- EXERCISE 1: In the mailing-list reply about owl:import triples below, on what date did Martin Hepp write the message quoted in it?
- EXERCISE 2: Extend the mailing-list reply about owl:import triples below, starting right after its final sentence.

- PASSAGE PROVIDED:
Re: http://ld2sd.deri.org/lod-ng-tutorial/

Martin,

partially you could solve the problem yourself by putting the
owl:import triples in your ontology fragments e.g. the fragment, when
served, says "owl import" so that you're sure the ontology is used as
a whole..

would this do it? :-) fixing the problem in a "single" location might
be so much easier than expecting all to fix it at their side
(remember.. they see no advantage in it, just extra triples)

Giovanni

On Tue, Jun 23, 2009 at 10:01 AM, Martin Hepp
(UniBW)<martin.hepp@ebusiness-unibw.org> wrote:
> It was not my intend to insult anybody. But I still don't get why some of
> you want to recommend a pattern that breaks with a current W3C
> recommendation just on the basis that there are many documents out there
> that break with it. The Swoogle post from 2007 simply says that there are
> many documents out there that are not using it properly. But there are also
> many RDF resources out there that break with LOD principles and LOD
> recommendations and nobody would dare to question the principles solely on
> the basis of bad implementations.

- STORED RECORDS:

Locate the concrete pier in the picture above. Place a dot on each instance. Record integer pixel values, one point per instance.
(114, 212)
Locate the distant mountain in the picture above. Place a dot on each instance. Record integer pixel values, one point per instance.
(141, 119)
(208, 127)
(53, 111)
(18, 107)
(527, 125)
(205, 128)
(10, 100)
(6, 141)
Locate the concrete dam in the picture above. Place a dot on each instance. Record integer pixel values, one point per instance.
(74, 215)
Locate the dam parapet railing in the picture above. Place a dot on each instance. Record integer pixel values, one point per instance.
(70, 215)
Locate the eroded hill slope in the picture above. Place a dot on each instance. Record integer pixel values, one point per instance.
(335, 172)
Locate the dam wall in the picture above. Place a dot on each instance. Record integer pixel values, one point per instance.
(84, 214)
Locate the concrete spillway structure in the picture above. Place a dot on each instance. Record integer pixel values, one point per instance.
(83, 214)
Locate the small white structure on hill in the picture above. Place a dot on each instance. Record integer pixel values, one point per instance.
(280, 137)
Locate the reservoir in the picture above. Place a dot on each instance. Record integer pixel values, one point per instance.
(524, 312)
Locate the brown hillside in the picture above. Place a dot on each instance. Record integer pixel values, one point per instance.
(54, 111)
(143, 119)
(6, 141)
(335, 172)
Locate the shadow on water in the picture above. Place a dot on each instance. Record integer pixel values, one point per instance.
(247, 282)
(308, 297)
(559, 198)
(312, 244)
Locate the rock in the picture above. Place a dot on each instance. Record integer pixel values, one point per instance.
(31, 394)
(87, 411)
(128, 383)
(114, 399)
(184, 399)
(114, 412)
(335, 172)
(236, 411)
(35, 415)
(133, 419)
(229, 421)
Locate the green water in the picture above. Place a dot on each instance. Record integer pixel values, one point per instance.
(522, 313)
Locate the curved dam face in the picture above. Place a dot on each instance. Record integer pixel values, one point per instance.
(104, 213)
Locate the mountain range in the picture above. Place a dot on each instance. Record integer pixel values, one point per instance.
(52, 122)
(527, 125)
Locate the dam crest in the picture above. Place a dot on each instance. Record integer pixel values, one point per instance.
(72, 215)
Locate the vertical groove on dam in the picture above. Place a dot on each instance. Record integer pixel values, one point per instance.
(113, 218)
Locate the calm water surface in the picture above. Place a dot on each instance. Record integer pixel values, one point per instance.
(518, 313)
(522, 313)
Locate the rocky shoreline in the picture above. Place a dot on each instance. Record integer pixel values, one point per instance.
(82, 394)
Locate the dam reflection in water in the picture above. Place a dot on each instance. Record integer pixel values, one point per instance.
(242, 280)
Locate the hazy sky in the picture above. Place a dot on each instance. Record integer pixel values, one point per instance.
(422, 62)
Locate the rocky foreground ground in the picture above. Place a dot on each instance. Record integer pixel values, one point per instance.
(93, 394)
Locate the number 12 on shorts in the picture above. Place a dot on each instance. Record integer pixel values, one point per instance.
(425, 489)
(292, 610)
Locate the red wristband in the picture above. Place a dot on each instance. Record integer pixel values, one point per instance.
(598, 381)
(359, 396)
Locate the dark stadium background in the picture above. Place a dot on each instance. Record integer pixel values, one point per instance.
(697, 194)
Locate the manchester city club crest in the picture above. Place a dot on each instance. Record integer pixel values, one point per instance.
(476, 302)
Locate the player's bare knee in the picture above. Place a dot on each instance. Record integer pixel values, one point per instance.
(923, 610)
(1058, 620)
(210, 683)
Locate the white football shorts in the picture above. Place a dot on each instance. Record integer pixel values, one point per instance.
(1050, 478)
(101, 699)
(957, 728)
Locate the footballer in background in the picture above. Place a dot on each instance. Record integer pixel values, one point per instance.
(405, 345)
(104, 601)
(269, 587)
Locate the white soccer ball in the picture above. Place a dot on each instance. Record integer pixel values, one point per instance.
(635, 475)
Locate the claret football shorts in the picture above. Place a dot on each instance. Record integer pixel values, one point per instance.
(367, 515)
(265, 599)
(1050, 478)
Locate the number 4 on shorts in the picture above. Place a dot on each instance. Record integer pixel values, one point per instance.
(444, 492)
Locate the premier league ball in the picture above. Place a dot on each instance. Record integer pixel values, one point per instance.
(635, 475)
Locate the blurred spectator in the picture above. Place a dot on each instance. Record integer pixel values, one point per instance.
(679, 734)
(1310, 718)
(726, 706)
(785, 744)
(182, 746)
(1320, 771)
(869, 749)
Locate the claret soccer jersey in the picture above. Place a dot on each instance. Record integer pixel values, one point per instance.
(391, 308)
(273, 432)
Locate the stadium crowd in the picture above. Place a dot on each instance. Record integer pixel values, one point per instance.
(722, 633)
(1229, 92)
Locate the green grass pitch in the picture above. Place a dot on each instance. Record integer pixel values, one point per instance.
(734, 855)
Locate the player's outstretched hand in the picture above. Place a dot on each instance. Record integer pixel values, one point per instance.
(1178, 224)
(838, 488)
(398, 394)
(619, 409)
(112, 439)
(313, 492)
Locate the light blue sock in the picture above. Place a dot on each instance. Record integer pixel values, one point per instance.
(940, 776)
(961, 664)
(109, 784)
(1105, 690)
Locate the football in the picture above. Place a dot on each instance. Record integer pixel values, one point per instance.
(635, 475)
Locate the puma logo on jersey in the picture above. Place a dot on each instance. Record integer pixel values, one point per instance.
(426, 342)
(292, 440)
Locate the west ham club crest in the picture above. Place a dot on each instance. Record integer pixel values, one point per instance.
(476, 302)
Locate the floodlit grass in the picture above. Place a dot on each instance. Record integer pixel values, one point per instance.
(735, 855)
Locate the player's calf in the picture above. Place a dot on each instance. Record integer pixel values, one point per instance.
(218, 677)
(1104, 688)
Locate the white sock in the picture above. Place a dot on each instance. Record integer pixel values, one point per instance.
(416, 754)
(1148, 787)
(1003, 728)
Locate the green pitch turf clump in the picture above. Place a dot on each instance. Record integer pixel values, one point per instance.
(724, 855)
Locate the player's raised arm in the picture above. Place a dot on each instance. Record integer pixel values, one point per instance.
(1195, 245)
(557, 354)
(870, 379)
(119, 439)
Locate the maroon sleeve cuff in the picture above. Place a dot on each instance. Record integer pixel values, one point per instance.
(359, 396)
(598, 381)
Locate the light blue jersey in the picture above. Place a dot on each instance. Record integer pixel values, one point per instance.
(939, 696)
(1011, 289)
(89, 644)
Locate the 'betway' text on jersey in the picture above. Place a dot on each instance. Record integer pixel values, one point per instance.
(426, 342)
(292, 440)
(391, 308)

- WRITTEN RESPONSE 1: Tuesday, June 23, 2009.

- WRITTEN RESPONSE 2:
>
> And Michael, please be frank - there is a tendency in the LOD community
> which goes along the lines of "OWL and DL-minded SW research has proven
> obsolete anyway, so we LOD guys and girls just pick and use the bits and
> pieces we like and don't care about the rest".
>
> As Kingsley said - deceptively simple solutions are cheap in the beginning
> but can be pretty costly in the long run.
>
> What made the Web so powerful is that its Architecture is extremely
> well-thought underneath the first cover of simplicity. Exactly the opposite
> of "I will use this pragmatic pattern until it breaks" but instead
> "architectural beauty for eternity".
>
> Just look at the http specs. The fact that you can do a nice 303 is because
> someone in the distant past very cleverly designed a protocol goes well
> beyond the pragmatic "I have a URL (sic!) and want to fetch the Web page in
> HTML (sic!)".
>
> So when being proud of being the "pragmatic guys" keep in mind that nothing
> is as powerful in practice as something that is theoretically consistent.
>
> Best
> Martin
>
>
> Michael Hausenblas wrote:
>
> Martin,
>
>
>
> (moving this to LOD public as suggested)
>
>
> Thanks.
>
>
>
> General note: I am quite unhappy with a general movement in parts of the
> LOD community to clash with the OWL world even when that is absolutely
> unnecessary. It is just a bad engineering practice to break with
> existing standards unless you can justify the side-effects. And this
> stubborn "i don't care what the OWL specs says" pattern is silly, in
> particular if the real motivation of many proponents of this approach is
> that they don't want or cannot read the OWL specs.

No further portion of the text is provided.